++++ EXTRACT
KARVELAS: Including voting? 
 
LAMING: Of course with no hesitation voting is the easy part. It's getting involved in the debate and hearing those contributions and making sure that they get an opportunity to sway and move opinion that I think is even harder than the voting itself. 
 
KARVELAS: Yeah, politicians are going to have to learn how to press the mute button, that's for sure.
 
JONES: In my experience it's taking the mute button off that's the problem in most of the Zoom conferences I’ve been in. 
 
KARVELAS: Yeah, some very middle-aged behaviour I've seen there too, Stephen. Stephen, do you think it should move to an online model?
 
JONES: I look I think in extraordinary circumstances we need to have some flexible arrangements. Absolutely critical the parliament meets, absolutely critical that the big decisions are open to scrutiny by the opposition and the public at large and as much attendance in person as possible. But the flexible arrangements that have been put in place to ensure that you have virtual presence and voting arrangements, I 100% support. I've got to say this though, in the national sympathy budget I don't think there should be a line item for Victorian politicians, or any other politicians, who have to isolate themselves for a couple of weeks. This is a part of our job. We've got to do it. Let's get on with it. And if I could just make one further comment, the reason Queensland is doing so well, I've got to say, is that they weren't listening to the advice of Andrew Laming who has been saying since the very outbreak; open the borders, open the borders, open the borders. One of the reasons the Queensland, Tasmania and Western Australia have done so well is they weren't listening to the advice of people like Andrew.
++++++++
++++ GIVEN INFORMATION
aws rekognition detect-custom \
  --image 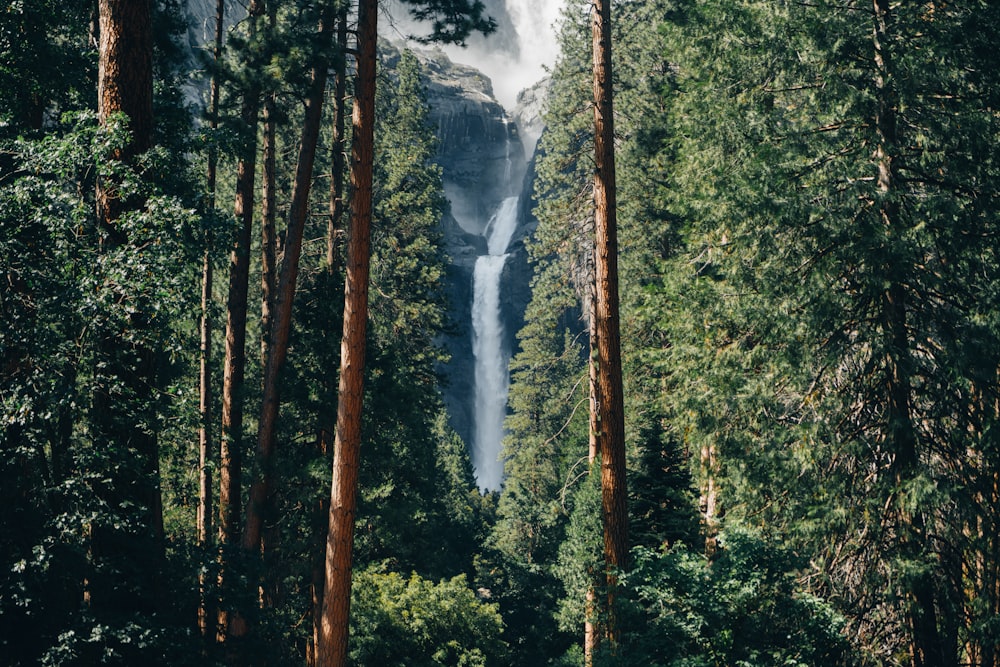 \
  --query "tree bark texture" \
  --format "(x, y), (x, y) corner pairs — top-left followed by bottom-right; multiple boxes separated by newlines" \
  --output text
++++++++
» AIM OF THE TASK: Edit the interview transcript from "LAMING: Of course with" to "an online model?", writing "mic button" in place of "mute button" each time it occurs.

» ANSWER TO THIS PROBLEM:
LAMING: Of course with no hesitation voting is the easy part. It's getting involved in the debate and hearing those contributions and making sure that they get an opportunity to sway and move opinion that I think is even harder than the voting itself. 
 
KARVELAS: Yeah, politicians are going to have to learn how to press the mic button, that's for sure.
 
JONES: In my experience it's taking the mic button off that's the problem in most of the Zoom conferences I’ve been in. 
 
KARVELAS: Yeah, some very middle-aged behaviour I've seen there too, Stephen. Stephen, do you think it should move to an online model?